* **What to produce**: Find and copy each line of the data that includes "glass".
━━━━━ Data
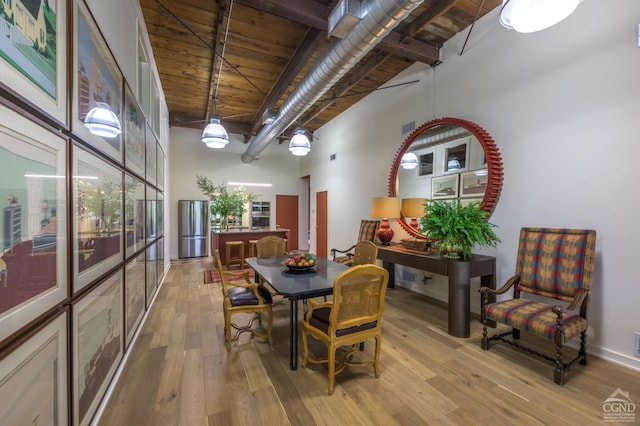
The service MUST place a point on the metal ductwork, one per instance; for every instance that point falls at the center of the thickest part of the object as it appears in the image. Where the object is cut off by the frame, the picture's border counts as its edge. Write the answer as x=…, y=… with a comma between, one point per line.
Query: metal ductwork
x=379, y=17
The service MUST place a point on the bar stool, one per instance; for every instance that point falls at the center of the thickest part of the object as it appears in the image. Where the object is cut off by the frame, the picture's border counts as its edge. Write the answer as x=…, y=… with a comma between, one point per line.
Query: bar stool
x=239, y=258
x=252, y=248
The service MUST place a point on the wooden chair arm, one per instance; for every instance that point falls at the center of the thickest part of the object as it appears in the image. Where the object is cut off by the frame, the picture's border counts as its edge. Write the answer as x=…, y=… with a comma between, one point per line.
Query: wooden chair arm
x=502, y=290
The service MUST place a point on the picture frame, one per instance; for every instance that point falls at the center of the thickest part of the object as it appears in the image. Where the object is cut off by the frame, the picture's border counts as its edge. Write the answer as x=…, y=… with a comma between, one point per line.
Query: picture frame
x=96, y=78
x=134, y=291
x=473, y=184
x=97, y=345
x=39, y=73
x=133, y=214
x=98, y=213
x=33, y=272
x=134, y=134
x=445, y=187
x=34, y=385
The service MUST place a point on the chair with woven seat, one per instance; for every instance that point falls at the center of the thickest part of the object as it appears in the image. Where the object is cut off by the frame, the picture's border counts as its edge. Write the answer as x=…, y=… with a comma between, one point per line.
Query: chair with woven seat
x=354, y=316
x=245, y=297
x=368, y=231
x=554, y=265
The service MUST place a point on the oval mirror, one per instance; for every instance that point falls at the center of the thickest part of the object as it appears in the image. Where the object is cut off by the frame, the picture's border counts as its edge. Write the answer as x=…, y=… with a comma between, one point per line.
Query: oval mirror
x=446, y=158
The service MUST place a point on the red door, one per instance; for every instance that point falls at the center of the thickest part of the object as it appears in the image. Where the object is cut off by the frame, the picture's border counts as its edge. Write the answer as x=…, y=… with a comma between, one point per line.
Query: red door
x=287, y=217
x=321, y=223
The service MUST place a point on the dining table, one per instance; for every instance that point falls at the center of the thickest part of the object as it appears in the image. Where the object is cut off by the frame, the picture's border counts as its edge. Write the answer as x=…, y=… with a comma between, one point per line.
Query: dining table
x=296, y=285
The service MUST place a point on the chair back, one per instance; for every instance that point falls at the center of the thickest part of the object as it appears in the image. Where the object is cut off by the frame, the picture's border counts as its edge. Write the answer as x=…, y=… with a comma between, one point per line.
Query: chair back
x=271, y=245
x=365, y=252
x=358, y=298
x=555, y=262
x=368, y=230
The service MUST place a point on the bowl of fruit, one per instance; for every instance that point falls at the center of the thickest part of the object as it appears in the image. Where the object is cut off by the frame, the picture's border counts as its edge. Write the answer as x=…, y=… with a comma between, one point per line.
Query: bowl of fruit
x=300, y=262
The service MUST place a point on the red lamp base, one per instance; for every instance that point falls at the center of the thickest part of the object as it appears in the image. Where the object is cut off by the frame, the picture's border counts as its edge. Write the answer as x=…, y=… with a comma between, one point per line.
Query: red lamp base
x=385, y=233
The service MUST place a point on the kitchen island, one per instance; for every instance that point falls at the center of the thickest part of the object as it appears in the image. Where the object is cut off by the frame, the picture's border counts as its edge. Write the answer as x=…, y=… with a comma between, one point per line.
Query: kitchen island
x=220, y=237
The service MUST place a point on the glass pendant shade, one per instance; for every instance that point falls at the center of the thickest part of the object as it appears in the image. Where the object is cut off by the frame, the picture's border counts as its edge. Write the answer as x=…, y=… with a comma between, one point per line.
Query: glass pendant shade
━━━━━━━━━━
* **Answer for this exercise**:
The service MUST place a point on the glass pendant shade, one per instance; for every instance that point falls at the center of the thickest part of the object as it appears in the image. Where the object is cut off by the frame, the picture's border counts as its edge. Write the answer as x=…, y=… with a comma between, one point per line.
Query: glass pendant shade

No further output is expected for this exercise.